What the exercise asks
Write out, word for word, only the data from its first line to the line containing "Spot the rocky cliff".

Task input
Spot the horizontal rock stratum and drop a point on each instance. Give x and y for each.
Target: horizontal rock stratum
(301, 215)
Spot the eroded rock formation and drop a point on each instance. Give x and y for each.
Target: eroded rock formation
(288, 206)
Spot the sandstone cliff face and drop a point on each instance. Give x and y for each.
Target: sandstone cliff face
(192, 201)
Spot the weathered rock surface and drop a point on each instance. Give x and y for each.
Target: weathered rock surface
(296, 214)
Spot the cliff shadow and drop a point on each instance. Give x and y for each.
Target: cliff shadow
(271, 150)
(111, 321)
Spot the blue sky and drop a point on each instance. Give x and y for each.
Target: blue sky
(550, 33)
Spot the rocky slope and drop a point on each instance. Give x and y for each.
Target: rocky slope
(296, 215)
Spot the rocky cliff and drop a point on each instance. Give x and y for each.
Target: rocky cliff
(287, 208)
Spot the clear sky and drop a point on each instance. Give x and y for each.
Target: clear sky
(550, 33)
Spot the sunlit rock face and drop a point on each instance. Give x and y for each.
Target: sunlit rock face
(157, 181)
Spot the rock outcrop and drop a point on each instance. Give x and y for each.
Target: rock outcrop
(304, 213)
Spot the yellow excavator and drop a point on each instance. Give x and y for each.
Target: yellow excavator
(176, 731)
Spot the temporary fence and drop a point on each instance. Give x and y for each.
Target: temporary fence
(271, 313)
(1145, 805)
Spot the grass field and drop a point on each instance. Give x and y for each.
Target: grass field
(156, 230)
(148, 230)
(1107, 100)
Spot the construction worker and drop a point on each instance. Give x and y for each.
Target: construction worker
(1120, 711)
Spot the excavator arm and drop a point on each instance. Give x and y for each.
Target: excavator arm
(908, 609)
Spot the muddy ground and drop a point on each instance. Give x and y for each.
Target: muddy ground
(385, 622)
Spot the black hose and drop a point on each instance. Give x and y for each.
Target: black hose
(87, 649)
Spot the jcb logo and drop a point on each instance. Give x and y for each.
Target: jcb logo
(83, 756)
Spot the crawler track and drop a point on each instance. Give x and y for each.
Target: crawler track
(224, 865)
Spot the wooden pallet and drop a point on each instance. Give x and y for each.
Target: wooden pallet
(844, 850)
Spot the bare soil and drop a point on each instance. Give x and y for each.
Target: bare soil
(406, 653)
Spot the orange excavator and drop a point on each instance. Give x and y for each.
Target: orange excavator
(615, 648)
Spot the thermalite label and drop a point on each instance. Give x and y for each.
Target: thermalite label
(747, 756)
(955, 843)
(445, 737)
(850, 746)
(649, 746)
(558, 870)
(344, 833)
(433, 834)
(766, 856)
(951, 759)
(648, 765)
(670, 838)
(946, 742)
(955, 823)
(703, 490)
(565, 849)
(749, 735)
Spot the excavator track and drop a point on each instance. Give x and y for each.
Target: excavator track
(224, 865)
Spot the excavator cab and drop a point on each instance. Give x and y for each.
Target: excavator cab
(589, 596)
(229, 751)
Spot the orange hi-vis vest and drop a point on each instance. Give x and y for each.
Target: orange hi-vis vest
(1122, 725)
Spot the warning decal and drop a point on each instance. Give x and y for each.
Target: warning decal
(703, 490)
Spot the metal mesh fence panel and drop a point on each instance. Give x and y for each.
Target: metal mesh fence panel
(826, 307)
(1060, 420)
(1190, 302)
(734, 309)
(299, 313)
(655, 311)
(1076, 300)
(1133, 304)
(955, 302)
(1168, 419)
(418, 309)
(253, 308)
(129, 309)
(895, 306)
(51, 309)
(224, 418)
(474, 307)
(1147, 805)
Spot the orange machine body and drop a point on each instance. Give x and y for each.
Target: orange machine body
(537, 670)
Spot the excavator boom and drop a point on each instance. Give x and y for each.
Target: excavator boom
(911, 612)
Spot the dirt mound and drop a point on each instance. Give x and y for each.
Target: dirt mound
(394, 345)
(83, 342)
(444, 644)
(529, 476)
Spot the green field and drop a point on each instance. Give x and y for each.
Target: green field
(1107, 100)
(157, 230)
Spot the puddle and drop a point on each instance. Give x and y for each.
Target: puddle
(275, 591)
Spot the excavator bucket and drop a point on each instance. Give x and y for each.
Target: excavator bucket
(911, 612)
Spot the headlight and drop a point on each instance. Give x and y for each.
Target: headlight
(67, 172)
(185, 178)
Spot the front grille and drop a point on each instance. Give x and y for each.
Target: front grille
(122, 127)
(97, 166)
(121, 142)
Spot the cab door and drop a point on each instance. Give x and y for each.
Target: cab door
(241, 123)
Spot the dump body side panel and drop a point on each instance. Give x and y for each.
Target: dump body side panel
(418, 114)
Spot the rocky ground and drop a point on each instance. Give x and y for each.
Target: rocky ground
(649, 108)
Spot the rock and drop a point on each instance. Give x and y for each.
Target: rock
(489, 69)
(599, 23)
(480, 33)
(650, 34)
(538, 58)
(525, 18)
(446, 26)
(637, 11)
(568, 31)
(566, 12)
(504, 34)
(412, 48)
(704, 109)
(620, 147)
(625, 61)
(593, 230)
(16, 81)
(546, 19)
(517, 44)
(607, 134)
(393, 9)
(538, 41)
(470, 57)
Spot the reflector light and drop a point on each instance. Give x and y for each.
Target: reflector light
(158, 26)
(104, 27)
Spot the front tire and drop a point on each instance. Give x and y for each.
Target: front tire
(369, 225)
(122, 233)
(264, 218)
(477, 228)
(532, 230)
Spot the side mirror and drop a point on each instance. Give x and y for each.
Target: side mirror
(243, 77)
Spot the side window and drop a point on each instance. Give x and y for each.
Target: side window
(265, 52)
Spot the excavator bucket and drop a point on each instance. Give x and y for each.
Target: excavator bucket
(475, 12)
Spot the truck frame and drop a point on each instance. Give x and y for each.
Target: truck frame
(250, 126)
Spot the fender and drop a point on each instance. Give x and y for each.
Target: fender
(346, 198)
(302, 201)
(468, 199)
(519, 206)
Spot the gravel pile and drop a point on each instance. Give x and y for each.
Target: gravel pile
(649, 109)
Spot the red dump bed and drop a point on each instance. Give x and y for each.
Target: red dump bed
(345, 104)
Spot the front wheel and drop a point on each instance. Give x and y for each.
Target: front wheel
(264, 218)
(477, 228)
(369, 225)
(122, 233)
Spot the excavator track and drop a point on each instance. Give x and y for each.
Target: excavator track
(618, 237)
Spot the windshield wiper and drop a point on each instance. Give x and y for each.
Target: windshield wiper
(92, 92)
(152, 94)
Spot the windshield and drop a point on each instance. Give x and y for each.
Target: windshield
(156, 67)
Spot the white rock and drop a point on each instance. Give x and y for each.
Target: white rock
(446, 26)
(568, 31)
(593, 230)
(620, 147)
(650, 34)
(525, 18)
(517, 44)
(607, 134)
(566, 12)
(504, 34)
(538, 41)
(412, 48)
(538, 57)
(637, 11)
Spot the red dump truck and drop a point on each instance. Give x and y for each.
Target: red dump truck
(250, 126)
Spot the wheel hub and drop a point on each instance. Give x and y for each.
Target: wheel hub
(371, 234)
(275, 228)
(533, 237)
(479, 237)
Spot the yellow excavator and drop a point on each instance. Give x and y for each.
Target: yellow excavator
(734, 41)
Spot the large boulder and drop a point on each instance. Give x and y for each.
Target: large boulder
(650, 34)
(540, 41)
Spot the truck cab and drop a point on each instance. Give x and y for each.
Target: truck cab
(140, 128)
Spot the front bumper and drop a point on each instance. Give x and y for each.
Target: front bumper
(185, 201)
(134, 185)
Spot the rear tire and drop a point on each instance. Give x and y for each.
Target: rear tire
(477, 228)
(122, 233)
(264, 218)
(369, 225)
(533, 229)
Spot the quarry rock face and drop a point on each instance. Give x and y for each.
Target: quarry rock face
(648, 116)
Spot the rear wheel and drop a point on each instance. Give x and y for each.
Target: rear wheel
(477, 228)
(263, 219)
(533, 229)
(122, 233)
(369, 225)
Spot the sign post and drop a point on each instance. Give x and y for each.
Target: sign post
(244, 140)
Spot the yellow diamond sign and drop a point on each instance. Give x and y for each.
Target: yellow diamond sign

Solution to the problem
Spot the horizontal rock stratum and drop a point on each instance. Give x and y for each.
Target: horizontal rock stratum
(301, 215)
Spot the eroded rock formation and drop a point on each instance. Give x and y for each.
Target: eroded rock formation
(288, 206)
Spot the sandstone cliff face and drop a point on each instance. Give x and y for each.
Target: sandstone cliff face
(192, 201)
Spot the weathered rock surface and drop a point on each instance. Give x and y for each.
Target: weathered rock surface
(296, 214)
Spot the cliff shadow and drop a point on each instance. Give x and y for each.
Target: cliff shadow
(271, 150)
(111, 321)
Spot the blue sky and drop a point on each instance. Give x and y for each.
Target: blue sky
(550, 33)
Spot the rocky slope and drop a point on each instance. Give x and y for each.
Target: rocky slope
(296, 215)
Spot the rocky cliff and drop a point on each instance. Give x and y for each.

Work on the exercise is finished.